_Task requirements_:
Starting with the line containing "draw the outline of wood grain" and going on through the line containing "[[[149,31],[150,0],[108,0],[105,30],[111,35]]]", write out only those lines again, with both end lines included. Keep every line unchanged except the polygon coordinates, and add 115 to each number in them.

Source data

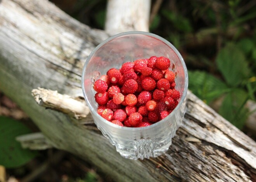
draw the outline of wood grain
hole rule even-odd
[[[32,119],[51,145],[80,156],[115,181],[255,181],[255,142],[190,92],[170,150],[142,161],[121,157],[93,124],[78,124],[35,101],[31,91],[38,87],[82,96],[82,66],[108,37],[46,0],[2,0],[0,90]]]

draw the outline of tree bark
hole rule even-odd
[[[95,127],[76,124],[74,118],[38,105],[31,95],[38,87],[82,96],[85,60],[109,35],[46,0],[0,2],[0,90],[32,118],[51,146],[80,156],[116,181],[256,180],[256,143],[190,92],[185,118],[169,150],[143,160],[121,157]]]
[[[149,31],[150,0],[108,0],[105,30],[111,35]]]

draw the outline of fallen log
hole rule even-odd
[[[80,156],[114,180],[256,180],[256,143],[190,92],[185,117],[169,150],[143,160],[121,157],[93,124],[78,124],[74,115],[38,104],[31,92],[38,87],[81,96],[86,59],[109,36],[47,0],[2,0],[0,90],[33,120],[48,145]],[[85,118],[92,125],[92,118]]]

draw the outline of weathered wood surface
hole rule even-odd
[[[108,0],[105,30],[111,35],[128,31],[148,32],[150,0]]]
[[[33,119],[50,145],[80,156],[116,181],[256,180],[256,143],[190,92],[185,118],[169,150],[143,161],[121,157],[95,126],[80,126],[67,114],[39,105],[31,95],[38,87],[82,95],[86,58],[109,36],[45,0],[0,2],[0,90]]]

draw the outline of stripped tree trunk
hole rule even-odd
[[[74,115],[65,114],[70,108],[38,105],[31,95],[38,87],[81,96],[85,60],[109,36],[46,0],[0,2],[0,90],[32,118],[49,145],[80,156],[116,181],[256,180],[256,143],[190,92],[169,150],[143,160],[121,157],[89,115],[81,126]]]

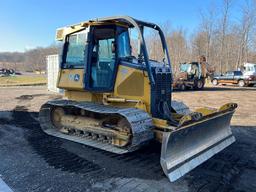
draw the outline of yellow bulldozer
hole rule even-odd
--
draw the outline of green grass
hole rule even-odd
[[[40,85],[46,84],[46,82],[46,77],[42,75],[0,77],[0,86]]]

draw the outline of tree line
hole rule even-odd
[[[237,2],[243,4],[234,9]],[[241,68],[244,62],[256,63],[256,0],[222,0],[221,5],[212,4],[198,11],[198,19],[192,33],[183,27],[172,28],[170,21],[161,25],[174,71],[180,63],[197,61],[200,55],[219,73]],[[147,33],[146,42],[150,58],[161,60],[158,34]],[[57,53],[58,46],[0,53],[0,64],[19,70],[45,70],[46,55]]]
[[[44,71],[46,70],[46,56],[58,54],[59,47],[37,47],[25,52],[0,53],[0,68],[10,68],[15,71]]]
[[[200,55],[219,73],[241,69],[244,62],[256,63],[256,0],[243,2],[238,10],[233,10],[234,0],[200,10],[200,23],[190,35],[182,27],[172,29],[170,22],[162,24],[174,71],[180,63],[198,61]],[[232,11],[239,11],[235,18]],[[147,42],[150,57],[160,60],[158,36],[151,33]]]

_Output below_:
draw the outline of wood grain
hole rule even-odd
[[[147,234],[166,260],[195,271],[230,296],[370,296],[370,257],[305,207],[285,265],[257,276],[236,272],[208,239],[193,239],[150,216],[146,206],[153,202],[197,211],[197,181],[223,152],[161,115],[117,115],[115,205]]]

draw the outline of tree bark
hole rule even-odd
[[[210,242],[191,239],[189,233],[153,220],[146,210],[153,202],[197,211],[200,175],[224,150],[161,115],[115,117],[115,205],[147,233],[166,261],[195,271],[231,296],[371,295],[371,258],[305,207],[300,233],[284,265],[258,275],[236,272]]]
[[[264,146],[265,115],[223,115],[220,145],[226,150]]]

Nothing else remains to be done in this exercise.